* Start Excerpted data *

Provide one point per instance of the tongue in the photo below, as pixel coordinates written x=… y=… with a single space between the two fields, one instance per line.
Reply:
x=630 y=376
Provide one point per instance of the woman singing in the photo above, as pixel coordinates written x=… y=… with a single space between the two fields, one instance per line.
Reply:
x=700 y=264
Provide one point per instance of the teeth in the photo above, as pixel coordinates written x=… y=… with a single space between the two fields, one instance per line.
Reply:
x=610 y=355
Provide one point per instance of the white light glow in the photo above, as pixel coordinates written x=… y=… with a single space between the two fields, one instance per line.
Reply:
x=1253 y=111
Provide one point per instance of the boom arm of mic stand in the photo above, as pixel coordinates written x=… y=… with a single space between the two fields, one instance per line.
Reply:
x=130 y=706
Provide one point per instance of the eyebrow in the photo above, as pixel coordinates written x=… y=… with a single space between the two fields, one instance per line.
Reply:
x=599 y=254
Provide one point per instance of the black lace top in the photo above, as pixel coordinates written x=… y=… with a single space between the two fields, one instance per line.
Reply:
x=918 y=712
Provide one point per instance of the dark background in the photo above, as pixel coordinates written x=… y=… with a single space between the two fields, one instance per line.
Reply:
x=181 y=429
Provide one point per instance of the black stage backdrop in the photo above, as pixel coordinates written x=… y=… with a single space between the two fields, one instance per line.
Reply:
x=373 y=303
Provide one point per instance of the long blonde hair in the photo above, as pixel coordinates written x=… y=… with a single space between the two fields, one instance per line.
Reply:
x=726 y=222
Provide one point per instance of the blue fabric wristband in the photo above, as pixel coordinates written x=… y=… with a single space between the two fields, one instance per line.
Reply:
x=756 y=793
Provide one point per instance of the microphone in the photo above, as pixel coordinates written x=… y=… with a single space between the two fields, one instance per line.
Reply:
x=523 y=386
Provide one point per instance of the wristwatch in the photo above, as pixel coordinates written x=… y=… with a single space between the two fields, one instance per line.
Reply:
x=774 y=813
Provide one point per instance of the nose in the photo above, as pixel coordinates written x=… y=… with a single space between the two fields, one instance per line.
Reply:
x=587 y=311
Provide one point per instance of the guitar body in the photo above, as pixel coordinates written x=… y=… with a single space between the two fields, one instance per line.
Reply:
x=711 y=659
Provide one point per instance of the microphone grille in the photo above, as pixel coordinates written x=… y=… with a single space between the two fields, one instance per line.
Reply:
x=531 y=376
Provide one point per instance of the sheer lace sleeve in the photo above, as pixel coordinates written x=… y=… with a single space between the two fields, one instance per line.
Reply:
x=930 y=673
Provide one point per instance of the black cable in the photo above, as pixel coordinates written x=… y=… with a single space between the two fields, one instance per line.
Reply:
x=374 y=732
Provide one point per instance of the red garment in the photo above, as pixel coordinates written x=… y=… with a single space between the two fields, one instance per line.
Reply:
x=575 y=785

* End Excerpted data *

What to work on:
Format the entries above as a Markdown table with the columns "No." and "Entry line," giving each line its own numbered row and leaving out blank lines. Begin at the line that contains "Provide one point per instance of the black stage" and stop after the line that contains "x=523 y=386".

Response to this exercise:
| No. | Entry line |
|---|---|
| 1 | Provide one point per instance of the black stage backdrop in the photo above, as pixel coordinates written x=… y=… with a single space between the two fields, one instance per line. |
| 2 | Reply: |
| 3 | x=373 y=303 |
| 4 | Provide one point per instance of the long blonde hair in the photo above, as pixel coordinates written x=… y=… with a single space between the two fields, one instance per line. |
| 5 | Reply: |
| 6 | x=726 y=222 |
| 7 | Provide one point per instance of the blue fabric wristband in the photo above, as pixel coordinates written x=… y=… with a single space between the two fields, one instance per line. |
| 8 | Reply: |
| 9 | x=756 y=793 |
| 10 | Provide one point per instance of the microphone in the photo above, as pixel coordinates written x=… y=… with a single space between the two fields, one instance per line. |
| 11 | Reply: |
| 12 | x=523 y=386 |